» **Goal**: Can you write out all of the material below word for word, leaving the pictures out?

» **The data**:
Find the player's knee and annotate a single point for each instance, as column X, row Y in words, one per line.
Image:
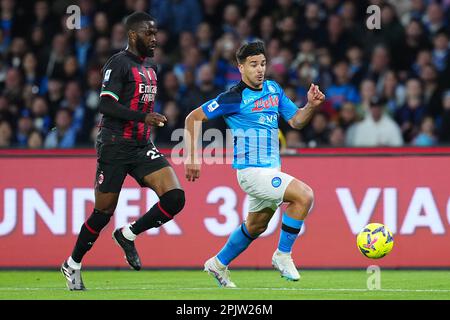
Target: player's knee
column 173, row 201
column 308, row 198
column 305, row 198
column 256, row 229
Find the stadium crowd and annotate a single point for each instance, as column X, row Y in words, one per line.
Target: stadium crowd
column 384, row 87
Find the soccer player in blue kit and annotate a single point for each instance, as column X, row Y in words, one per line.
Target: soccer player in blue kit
column 251, row 110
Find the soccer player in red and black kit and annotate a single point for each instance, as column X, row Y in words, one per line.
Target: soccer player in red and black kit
column 124, row 147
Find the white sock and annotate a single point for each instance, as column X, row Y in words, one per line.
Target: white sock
column 73, row 264
column 219, row 264
column 128, row 234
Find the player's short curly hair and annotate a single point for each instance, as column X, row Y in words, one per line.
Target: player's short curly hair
column 133, row 21
column 250, row 49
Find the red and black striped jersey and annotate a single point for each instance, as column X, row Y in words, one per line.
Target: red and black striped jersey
column 131, row 81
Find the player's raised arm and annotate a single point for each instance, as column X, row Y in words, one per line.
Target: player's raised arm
column 192, row 130
column 303, row 115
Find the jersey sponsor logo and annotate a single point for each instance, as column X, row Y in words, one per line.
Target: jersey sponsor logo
column 101, row 178
column 107, row 75
column 213, row 106
column 276, row 182
column 147, row 91
column 261, row 104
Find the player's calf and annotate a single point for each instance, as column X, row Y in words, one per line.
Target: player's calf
column 170, row 204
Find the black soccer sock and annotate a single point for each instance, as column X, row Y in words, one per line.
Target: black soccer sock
column 170, row 203
column 89, row 232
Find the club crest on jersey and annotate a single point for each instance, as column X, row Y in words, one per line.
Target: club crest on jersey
column 148, row 92
column 101, row 178
column 261, row 104
column 276, row 182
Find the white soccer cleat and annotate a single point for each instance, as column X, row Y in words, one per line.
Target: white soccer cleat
column 283, row 262
column 219, row 272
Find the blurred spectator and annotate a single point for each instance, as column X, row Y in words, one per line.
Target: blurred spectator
column 71, row 69
column 6, row 134
column 245, row 31
column 288, row 34
column 441, row 51
column 341, row 90
column 63, row 135
column 24, row 127
column 83, row 46
column 434, row 18
column 16, row 52
column 337, row 137
column 42, row 120
column 377, row 129
column 267, row 30
column 379, row 65
column 35, row 140
column 294, row 139
column 30, row 70
column 407, row 48
column 44, row 19
column 54, row 95
column 191, row 61
column 317, row 132
column 357, row 69
column 432, row 90
column 13, row 88
column 325, row 68
column 338, row 40
column 118, row 38
column 204, row 91
column 213, row 15
column 416, row 11
column 426, row 136
column 254, row 10
column 174, row 121
column 393, row 92
column 56, row 57
column 392, row 30
column 313, row 26
column 223, row 62
column 101, row 25
column 286, row 8
column 444, row 132
column 101, row 54
column 205, row 41
column 231, row 17
column 409, row 117
column 170, row 89
column 347, row 116
column 46, row 66
column 82, row 118
column 179, row 15
column 367, row 90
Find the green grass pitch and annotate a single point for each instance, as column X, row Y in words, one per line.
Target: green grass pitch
column 253, row 285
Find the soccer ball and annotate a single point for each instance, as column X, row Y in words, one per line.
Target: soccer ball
column 375, row 241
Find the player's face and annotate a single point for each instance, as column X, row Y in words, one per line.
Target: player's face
column 253, row 70
column 146, row 38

» **The answer**:
Find the player's knee and annotate a single point for each instance, as column X, row Y in words, one per line.
Image:
Target: player's knee
column 173, row 201
column 308, row 198
column 305, row 198
column 256, row 229
Find the stadium crowd and annotate a single point for each instance, as column X, row Y in words, one per line.
Target: stadium crowd
column 384, row 87
Find the soccer player in blue kit and annotate a single point for each instance, as column X, row Y in words, one per line.
Target: soccer player in blue kit
column 251, row 110
Find the soccer player in red and black kit and annotate a single point for each instance, as column X, row Y in words, one per line.
Target: soccer player in red and black kit
column 124, row 147
Find the white sock and annotate a single point for each instance, as column X, row Y in words, one per line.
Target: white sock
column 73, row 264
column 219, row 264
column 128, row 234
Find the player's short curly hair and annotate a single point for each instance, as column X, row Y in words, one per line.
Target: player's short curly hair
column 133, row 21
column 250, row 49
Find the red and black striped jersey and annotate a single point for each instance, as column X, row Y in words, one per line.
Target: red and black striped jersey
column 131, row 81
Find the player's raised arm and annotate a single point for each instance, as column X, row Y in words, one per line.
Target: player's raised arm
column 192, row 130
column 303, row 115
Find the jersey sponsor logo and annotate a single point for each instance, as column X, row Y in words, one per line.
Target: jersey sponsor logo
column 101, row 178
column 107, row 75
column 213, row 106
column 276, row 182
column 147, row 91
column 261, row 104
Find the player's calf and annotate a single point for each instance, as column X, row Y in words, one per line.
Target: player's calf
column 170, row 204
Find the black soccer sock and annotate a single point for each instance, as column X, row Y in words, one per line.
Target: black soccer sock
column 170, row 203
column 89, row 232
Find the club crest on jersey and annotate a single point for each instance, as column X, row Y in words, one per line.
Target: club crest on jersey
column 148, row 92
column 101, row 178
column 261, row 104
column 276, row 182
Find the white soccer cleat and annotate a single point for each instance, as column X, row Y in words, one per line.
Target: white soccer cleat
column 283, row 262
column 219, row 272
Find the blurred spectator and annotate a single point for each instance, as column X, row Y in words, one per line.
Target: blurred spectator
column 71, row 69
column 6, row 134
column 245, row 31
column 288, row 34
column 441, row 51
column 341, row 90
column 63, row 135
column 24, row 127
column 83, row 46
column 434, row 18
column 16, row 52
column 337, row 137
column 42, row 120
column 377, row 129
column 267, row 30
column 379, row 65
column 35, row 140
column 294, row 139
column 30, row 70
column 407, row 48
column 44, row 19
column 54, row 95
column 191, row 61
column 317, row 132
column 357, row 69
column 432, row 90
column 13, row 88
column 325, row 68
column 338, row 40
column 118, row 38
column 204, row 91
column 213, row 15
column 416, row 11
column 426, row 136
column 254, row 10
column 174, row 121
column 393, row 92
column 56, row 57
column 392, row 30
column 313, row 26
column 223, row 62
column 101, row 25
column 286, row 8
column 444, row 132
column 101, row 54
column 205, row 41
column 231, row 17
column 409, row 117
column 170, row 89
column 347, row 116
column 46, row 66
column 82, row 118
column 179, row 15
column 367, row 90
Find the green grass pitch and annotate a single point for each instance, as column X, row Y in words, one per line.
Target: green grass pitch
column 253, row 285
Find the soccer ball and annotate a single point for each instance, as column X, row Y in words, one per line.
Target: soccer ball
column 375, row 241
Find the player's face and annotate a single point for each instance, as column X, row Y in words, one per line.
Target: player's face
column 253, row 70
column 146, row 38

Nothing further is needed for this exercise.